Quote, word for word, the line containing "One pin marks each instance of the asphalt" and all lines that follow it to the end of the records, with no pictures.
─── Input data ───
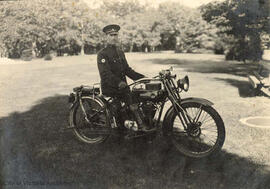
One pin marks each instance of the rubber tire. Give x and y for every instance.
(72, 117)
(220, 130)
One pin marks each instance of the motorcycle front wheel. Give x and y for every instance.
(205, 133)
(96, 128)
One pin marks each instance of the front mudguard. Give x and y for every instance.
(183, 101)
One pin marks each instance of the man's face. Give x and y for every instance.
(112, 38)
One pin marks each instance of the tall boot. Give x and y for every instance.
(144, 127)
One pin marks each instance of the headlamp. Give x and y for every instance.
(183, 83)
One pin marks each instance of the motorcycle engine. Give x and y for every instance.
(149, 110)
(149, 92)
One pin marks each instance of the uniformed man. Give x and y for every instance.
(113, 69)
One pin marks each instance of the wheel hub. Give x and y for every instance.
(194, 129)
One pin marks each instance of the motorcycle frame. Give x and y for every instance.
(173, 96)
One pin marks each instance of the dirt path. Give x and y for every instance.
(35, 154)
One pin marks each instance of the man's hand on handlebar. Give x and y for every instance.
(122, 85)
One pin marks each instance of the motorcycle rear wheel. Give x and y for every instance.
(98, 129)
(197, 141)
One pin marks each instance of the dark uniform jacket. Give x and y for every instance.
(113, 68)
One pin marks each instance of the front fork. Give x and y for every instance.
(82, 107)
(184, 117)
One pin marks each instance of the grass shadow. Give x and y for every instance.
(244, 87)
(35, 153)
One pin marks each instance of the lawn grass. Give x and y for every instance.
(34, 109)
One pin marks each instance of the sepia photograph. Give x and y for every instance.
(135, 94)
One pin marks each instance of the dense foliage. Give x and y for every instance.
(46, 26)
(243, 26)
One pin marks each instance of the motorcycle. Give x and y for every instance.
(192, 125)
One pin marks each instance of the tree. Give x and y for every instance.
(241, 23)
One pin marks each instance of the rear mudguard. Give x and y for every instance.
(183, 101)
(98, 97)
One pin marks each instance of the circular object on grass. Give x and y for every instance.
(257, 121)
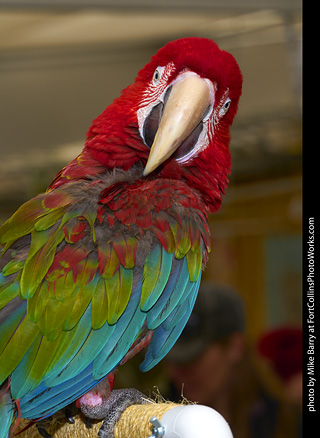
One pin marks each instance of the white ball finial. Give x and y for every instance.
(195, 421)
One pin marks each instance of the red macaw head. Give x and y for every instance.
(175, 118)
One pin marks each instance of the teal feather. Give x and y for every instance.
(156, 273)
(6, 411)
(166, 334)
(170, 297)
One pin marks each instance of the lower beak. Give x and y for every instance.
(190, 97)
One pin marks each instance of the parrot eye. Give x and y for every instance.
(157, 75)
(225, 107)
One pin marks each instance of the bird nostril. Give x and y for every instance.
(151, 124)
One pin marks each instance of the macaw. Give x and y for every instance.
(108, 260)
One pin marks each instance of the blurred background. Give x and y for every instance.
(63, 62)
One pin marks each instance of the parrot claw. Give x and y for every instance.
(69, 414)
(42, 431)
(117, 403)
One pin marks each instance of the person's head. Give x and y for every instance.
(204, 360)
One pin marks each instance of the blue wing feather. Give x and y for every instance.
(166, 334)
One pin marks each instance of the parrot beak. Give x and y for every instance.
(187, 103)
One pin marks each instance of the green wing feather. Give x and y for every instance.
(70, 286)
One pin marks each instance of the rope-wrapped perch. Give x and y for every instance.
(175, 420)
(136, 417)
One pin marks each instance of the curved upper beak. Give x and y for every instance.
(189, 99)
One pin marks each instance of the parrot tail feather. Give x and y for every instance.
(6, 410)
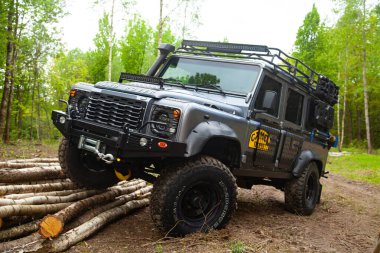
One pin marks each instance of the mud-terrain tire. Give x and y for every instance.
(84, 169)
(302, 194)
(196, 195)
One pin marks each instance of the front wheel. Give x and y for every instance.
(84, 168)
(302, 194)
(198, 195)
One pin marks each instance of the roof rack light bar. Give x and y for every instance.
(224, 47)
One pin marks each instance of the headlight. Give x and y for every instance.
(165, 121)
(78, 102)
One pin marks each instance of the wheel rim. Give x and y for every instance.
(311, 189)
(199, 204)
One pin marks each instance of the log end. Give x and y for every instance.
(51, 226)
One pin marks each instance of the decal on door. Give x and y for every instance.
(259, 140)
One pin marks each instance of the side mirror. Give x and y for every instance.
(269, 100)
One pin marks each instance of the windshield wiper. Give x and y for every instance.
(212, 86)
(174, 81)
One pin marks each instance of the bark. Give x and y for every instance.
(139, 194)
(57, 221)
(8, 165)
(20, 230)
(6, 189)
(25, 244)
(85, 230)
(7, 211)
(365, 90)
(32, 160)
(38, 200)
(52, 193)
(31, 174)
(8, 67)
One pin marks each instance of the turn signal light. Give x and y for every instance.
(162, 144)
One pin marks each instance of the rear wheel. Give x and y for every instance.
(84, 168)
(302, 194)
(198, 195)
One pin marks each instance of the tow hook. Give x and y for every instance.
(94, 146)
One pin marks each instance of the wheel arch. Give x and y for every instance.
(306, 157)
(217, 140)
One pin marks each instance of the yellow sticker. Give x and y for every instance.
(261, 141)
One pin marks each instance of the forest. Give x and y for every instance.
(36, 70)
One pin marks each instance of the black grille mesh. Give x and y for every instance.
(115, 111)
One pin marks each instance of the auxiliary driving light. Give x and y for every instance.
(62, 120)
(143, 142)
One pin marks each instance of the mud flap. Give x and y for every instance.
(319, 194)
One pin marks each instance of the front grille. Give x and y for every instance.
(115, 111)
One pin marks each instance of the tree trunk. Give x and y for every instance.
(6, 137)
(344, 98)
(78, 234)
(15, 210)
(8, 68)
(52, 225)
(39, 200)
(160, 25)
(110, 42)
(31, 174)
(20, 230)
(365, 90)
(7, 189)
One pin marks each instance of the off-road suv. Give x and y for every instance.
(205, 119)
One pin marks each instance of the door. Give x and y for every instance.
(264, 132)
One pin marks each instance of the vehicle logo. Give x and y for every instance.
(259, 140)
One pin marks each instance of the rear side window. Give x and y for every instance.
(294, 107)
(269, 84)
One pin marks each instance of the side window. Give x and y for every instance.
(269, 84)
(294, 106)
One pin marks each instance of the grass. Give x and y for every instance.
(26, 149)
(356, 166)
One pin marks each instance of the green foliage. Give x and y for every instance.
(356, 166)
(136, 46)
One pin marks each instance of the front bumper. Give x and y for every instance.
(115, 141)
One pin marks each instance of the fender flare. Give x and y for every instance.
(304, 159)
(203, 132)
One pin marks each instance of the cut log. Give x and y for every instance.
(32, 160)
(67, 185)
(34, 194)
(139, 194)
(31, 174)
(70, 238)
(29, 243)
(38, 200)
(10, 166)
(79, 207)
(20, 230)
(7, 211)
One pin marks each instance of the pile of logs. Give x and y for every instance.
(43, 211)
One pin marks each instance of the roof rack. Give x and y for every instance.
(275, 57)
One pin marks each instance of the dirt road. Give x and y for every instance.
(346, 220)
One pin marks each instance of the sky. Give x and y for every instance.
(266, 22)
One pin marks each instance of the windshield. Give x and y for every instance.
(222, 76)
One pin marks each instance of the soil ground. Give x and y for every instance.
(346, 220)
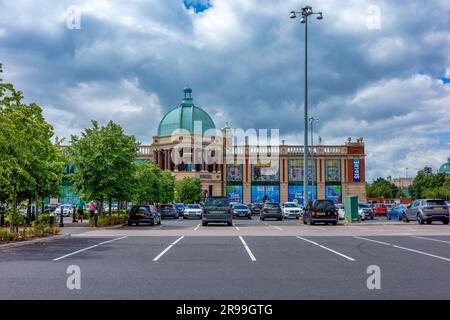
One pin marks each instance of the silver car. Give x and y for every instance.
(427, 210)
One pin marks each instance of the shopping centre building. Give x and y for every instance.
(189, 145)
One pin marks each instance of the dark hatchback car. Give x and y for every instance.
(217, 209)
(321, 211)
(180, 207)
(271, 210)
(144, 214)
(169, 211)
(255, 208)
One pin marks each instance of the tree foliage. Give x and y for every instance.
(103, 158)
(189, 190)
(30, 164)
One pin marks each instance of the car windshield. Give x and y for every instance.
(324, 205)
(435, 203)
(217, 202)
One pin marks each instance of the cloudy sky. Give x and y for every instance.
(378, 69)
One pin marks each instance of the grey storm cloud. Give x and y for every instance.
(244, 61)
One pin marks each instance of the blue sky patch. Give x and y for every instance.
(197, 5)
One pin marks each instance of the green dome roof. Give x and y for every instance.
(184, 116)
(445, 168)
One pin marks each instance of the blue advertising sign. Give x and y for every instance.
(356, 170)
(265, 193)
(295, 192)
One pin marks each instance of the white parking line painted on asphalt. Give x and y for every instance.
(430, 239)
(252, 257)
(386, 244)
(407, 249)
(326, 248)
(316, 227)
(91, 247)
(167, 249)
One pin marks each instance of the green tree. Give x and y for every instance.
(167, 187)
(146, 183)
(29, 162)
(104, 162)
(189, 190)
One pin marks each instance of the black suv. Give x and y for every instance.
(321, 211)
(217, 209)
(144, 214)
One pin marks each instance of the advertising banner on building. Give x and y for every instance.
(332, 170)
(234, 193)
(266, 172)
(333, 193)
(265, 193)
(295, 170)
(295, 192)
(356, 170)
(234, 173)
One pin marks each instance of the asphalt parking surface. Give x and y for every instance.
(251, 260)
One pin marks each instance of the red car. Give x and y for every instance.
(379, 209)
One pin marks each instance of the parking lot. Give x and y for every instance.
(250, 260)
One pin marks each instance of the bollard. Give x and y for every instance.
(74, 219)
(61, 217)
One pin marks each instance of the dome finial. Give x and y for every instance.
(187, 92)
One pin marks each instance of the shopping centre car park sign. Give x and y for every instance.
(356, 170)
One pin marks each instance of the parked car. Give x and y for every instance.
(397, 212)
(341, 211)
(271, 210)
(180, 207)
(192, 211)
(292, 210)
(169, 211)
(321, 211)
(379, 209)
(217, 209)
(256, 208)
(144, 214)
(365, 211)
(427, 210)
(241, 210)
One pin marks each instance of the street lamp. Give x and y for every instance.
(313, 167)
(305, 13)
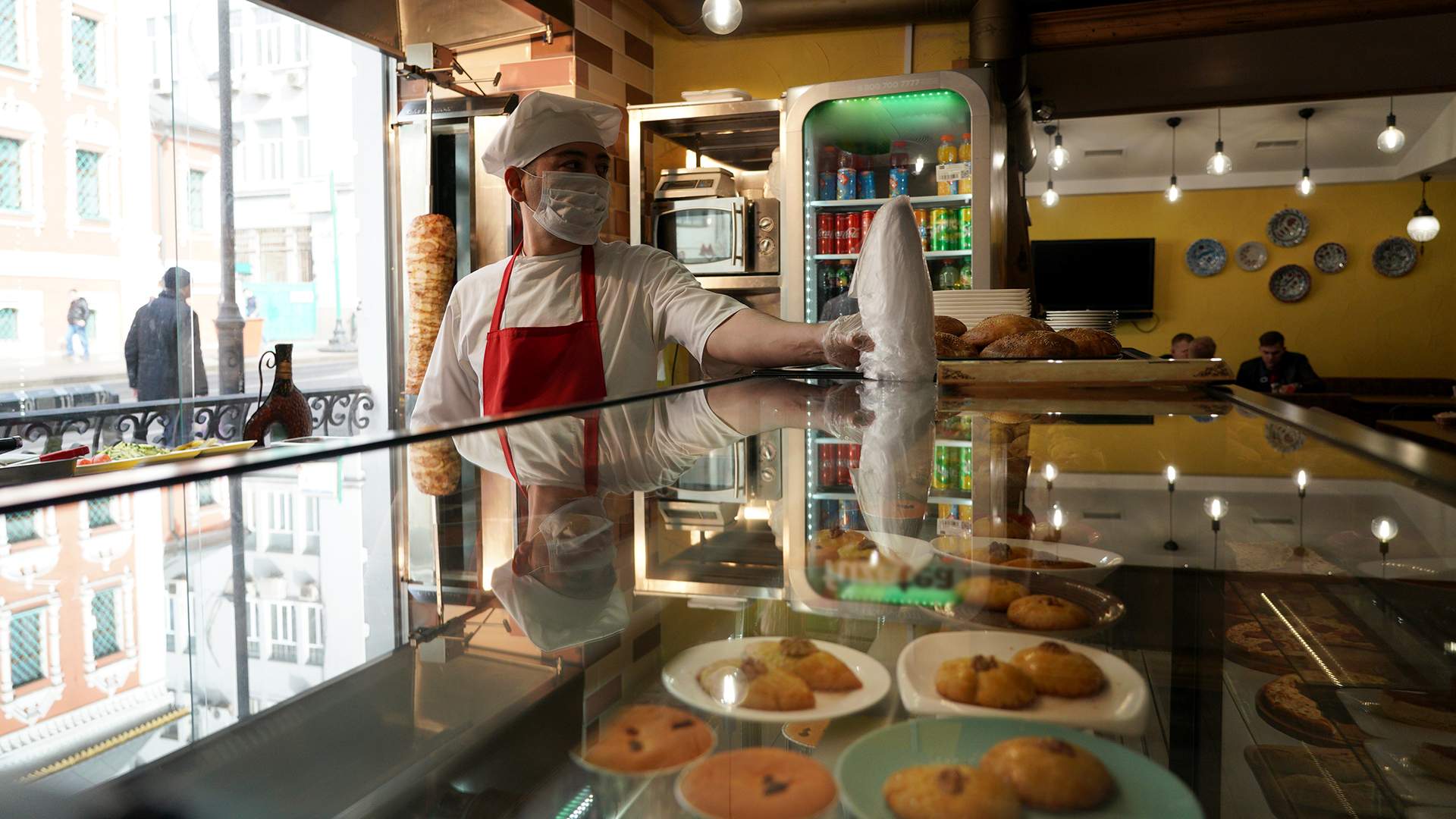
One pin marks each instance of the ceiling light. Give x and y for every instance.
───
_Result for this task_
One pin marks each instance of the asphalt parking surface. Give x and y for every instance.
(251, 260)
One pin marks each instance of the red car. Give x and y for every instance.
(379, 209)
One pin marks each instance of the parking lot. Give x and y for every instance.
(250, 260)
One pin marks each instance of the bollard. Give x and y for every instance.
(74, 219)
(61, 217)
One pin marks each instance of the dome finial. Give x and y for every instance.
(187, 92)
One pin marks each instance of the shopping centre car park sign. Give x and y for every instance.
(356, 170)
One pin marks each instance of the parked car. Give x and y for every instance.
(397, 212)
(341, 211)
(271, 210)
(180, 207)
(192, 211)
(292, 210)
(169, 211)
(321, 211)
(379, 209)
(217, 209)
(256, 208)
(144, 214)
(365, 211)
(427, 210)
(241, 210)
One pin marks each instance of the street lamp. Give x and y for every instance.
(313, 167)
(305, 13)
One pin marks each instance of the ceiling light. Give x and y for every instance.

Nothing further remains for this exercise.